▶ Görev Metni:
Aşağıdaki girdilerde "building" kelimesi hangi satırlarda geçiyor? Bu satırları bulun ve her birini olduğu gibi kopyalayın.

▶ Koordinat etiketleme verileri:
☆ ☆ ☆ ☆ ☆

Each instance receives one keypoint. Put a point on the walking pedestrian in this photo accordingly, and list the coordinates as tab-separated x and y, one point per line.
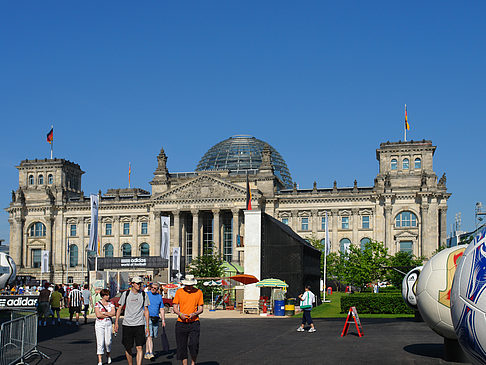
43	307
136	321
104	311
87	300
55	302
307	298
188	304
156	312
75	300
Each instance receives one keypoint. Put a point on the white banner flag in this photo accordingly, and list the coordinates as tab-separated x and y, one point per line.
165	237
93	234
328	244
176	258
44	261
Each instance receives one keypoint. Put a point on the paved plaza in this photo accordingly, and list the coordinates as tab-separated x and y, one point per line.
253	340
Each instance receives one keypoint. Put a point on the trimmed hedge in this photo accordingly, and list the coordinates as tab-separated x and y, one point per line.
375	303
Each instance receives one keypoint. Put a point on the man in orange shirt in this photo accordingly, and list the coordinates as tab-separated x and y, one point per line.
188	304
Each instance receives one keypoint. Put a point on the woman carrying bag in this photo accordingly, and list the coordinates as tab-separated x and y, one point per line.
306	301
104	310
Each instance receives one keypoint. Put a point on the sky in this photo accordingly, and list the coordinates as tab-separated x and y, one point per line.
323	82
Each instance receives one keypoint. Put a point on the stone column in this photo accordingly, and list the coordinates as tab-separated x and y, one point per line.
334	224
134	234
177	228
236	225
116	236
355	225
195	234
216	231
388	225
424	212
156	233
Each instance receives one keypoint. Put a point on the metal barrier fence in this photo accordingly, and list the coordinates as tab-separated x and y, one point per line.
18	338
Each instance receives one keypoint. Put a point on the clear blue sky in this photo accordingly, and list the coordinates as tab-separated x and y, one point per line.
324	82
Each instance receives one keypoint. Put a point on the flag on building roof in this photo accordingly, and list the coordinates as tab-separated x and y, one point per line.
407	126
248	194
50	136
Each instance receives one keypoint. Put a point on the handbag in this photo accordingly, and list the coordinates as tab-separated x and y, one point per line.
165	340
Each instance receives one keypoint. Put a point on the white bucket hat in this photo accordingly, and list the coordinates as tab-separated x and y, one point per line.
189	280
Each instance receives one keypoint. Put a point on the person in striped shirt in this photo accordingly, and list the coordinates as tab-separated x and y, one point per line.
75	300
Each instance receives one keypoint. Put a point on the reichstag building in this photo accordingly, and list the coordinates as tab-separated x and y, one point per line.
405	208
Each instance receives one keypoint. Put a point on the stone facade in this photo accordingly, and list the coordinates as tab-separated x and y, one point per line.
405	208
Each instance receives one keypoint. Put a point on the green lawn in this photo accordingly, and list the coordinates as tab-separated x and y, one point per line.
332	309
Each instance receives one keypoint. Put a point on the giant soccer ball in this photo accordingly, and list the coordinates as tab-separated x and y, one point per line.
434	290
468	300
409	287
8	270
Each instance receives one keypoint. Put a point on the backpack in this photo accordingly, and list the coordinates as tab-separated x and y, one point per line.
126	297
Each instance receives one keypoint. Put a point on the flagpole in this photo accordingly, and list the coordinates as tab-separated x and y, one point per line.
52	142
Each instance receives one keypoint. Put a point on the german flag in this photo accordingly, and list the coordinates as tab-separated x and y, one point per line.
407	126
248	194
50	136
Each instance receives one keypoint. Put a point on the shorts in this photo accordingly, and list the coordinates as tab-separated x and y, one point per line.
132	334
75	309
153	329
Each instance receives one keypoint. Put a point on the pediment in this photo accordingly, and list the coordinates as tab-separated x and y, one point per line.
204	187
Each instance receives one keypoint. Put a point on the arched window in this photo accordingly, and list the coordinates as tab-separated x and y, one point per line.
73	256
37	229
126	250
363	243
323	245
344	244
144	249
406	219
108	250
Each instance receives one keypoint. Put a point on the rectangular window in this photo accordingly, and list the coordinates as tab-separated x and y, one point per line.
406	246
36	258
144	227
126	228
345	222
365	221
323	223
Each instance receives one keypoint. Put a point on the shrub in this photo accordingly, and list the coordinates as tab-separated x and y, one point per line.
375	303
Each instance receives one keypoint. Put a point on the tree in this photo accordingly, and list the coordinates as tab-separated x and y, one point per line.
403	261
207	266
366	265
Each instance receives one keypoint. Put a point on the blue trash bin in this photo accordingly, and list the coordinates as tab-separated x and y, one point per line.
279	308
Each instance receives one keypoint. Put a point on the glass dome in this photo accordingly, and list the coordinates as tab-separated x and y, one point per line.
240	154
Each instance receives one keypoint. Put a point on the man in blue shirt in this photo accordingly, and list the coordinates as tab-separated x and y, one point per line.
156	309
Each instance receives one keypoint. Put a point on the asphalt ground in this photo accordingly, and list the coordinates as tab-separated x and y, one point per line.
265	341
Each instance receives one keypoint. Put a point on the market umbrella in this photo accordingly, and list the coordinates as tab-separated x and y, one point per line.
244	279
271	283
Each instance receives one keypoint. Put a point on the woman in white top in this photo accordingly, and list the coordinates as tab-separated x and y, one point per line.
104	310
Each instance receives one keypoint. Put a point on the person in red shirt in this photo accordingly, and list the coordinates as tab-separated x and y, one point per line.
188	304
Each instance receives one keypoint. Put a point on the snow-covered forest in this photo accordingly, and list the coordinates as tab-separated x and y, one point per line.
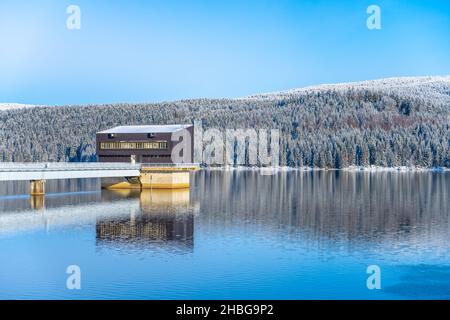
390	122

☆ ☆ ☆ ☆ ☆

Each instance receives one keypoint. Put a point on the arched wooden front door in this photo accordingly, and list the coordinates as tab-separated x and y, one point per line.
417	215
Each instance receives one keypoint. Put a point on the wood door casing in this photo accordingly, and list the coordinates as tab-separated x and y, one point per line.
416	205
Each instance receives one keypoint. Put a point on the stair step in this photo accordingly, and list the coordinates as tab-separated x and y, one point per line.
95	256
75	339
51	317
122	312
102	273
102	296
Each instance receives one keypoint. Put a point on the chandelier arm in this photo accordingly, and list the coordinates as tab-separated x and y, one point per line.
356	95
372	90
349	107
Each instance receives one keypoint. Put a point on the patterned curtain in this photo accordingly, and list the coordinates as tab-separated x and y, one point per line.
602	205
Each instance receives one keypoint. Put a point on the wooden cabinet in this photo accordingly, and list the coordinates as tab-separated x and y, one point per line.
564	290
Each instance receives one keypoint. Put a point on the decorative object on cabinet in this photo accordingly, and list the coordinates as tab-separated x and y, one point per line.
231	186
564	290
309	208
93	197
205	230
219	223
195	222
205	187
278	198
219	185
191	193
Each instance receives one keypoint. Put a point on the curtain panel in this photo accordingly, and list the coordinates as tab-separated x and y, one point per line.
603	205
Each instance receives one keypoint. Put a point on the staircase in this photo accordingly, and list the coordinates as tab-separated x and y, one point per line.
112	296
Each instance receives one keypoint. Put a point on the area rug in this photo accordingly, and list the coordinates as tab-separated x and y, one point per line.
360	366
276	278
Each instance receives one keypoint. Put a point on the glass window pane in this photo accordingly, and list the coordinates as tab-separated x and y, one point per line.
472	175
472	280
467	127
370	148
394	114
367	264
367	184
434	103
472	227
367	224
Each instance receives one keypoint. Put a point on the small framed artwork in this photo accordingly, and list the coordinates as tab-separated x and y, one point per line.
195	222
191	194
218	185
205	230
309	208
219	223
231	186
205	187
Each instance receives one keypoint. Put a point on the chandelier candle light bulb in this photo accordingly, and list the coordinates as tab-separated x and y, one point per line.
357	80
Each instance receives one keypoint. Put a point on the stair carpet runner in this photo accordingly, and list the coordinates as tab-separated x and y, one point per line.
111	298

☆ ☆ ☆ ☆ ☆

▶ Görev Yanıtı:
Each instance receives one keypoint. Put a point on the flag on building roof in this photo accordingly, and list the coordinates as tab-separated x and y, one point per line.
Each instance receives one keypoint. Put a point on the reichstag building in this photo accordingly, and list the coordinates as tab-separated x and y, one point per line.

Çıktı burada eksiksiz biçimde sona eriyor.